**Exercise directions:** Search the data for the word "rainbow" and copy out every line that has it.

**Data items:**
------------------------------

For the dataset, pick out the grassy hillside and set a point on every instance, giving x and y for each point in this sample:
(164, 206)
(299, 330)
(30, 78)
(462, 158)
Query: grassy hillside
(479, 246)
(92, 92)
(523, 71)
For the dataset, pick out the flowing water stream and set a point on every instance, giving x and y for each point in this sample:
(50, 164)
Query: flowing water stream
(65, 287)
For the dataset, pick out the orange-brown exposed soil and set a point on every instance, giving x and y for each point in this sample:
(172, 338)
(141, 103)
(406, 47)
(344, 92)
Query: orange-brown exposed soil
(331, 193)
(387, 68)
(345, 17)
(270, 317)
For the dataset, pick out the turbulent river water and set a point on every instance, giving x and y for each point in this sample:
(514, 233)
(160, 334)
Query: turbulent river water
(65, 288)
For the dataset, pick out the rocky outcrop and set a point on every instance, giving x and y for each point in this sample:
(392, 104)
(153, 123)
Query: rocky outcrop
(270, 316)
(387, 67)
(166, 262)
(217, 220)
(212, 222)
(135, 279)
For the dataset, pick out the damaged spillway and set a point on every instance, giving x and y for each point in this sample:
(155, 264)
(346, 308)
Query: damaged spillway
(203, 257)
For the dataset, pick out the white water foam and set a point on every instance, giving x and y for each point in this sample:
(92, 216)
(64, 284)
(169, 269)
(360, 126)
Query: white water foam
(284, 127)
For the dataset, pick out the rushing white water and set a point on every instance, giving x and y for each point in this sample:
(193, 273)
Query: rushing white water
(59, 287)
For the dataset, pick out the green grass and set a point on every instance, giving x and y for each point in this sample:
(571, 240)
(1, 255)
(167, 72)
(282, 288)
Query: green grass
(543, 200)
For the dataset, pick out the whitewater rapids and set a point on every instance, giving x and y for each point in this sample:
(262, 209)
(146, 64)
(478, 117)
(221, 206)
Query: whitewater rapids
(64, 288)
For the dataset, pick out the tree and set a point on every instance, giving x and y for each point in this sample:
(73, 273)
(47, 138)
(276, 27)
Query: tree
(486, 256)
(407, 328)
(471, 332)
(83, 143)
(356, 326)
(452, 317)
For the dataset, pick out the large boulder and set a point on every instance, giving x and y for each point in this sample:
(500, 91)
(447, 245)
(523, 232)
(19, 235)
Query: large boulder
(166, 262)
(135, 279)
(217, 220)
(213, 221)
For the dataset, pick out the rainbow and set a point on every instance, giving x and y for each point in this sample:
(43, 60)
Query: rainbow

------------------------------

**Exercise result:**
For the dataset, pick out the rainbow and set a point on every instance, giving x and y for each point in this sample:
Query: rainbow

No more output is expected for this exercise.